═══ RAW DATA

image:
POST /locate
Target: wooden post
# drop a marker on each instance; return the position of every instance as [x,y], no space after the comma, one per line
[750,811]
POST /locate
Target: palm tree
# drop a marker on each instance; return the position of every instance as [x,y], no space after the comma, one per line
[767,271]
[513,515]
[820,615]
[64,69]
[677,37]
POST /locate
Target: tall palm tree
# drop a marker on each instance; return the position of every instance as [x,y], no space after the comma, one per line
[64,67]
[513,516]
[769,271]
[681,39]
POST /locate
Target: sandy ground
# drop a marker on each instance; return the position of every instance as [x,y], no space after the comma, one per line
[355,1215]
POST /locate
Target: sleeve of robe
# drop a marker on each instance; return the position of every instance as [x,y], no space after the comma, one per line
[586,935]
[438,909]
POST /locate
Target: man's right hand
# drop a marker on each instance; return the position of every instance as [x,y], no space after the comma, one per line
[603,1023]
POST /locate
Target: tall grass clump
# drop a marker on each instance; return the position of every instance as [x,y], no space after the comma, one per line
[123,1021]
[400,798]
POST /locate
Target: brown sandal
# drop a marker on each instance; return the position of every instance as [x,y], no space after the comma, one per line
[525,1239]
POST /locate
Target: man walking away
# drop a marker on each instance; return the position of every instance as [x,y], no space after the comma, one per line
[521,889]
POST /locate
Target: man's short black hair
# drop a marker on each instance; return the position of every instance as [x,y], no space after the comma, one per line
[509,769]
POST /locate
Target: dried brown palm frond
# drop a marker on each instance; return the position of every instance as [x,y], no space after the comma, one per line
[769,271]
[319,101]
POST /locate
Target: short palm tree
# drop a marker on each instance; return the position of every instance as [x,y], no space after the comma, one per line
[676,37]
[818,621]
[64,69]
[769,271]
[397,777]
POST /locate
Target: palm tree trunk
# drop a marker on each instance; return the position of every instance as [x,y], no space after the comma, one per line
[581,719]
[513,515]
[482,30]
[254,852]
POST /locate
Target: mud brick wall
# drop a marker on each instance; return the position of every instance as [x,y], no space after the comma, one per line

══════

» DIRECTIONS:
Your task is to reproduce all the records above exactly as they appear.

» EXPECTED ANSWER:
image:
POST /locate
Target: wooden post
# drop a marker on each instance; return the position of every instance as [x,y], no space after the comma, one per line
[750,811]
POST /locate
Target: palm tree
# drop a marker on each instance; return the position of every instance as [x,y], no space after the comma, one per line
[767,271]
[513,515]
[820,615]
[64,69]
[677,37]
POST /locate
Target: tall palm tree
# drop a marker on each instance; return the position of every instance as [x,y], no space after the comma, one per line
[64,67]
[513,516]
[769,271]
[681,39]
POST /locate
Target: sandy ground
# drop a marker on each instance; return the position of every instance as [x,y], no space after the comma, one per line
[355,1215]
POST /locate
Target: sleeve of robe
# drop a marker on each instance; return the position of every instance as [x,y], no space after the comma, one per line
[586,935]
[438,909]
POST /locate
Target: man's right hand
# drop a marker on each instance; return the position of every instance as [x,y], no space after the comma, one per line
[603,1023]
POST /locate
Target: tall grass clump
# drop a marker on each instance; return the position of every instance as [x,y], no space after the comma, one per line
[123,1021]
[400,798]
POST /locate
Target: brown sandal
# drop a marker on each instance; return the position of every instance as [x,y], no space after the comma, one per line
[525,1239]
POST /locate
Target: man walking away
# drop a marker on each instance; return the position of every instance as [x,y], no space after the comma, one per line
[521,889]
POST /locate
Target: man's short black hair
# drop a marker on each instance; return the position of every instance as [x,y], no space after the comma, one per line
[509,769]
POST /locate
Target: dried brown palm frond
# drop a marker on each instance; return the position of every instance as [x,y], no space after the comma, one per line
[769,271]
[319,101]
POST /locate
Target: short palm tree
# drop a marker on each instance; return the position of every instance as [x,y], no space after the comma, one per line
[676,37]
[818,621]
[64,69]
[769,271]
[397,777]
POST /locate
Target: palm tree trunk
# drop a marker on each instance; return the position of every instance as [x,y], no space after the comma, one per line
[581,719]
[513,515]
[482,30]
[254,852]
POST /locate
Target: mud brick wall
# drop a marker on each instance; return the position of every instance as [x,y], no space after the comma, one per line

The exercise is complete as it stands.